### Short exercise
Copy out the data word for word, beginning with the line that contains "Where can you see the blurred" and continuing through the final line of the data.

### Material supplied
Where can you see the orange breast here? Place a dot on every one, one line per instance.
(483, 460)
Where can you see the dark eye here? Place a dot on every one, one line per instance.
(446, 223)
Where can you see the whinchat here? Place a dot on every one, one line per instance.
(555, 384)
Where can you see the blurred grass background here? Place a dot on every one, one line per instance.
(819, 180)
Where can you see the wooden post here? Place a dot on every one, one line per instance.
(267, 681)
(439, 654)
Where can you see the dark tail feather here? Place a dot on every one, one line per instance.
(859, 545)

### Correct answer
Where can you see the blurred grass background here? Place a dot on every one, one line per instance.
(819, 180)
Where can you see the wooden post here? Place a dot on every one, one line per instance.
(267, 681)
(439, 654)
Where can you see the dark tail feather here? Place a dot on every one, one line per instance.
(859, 545)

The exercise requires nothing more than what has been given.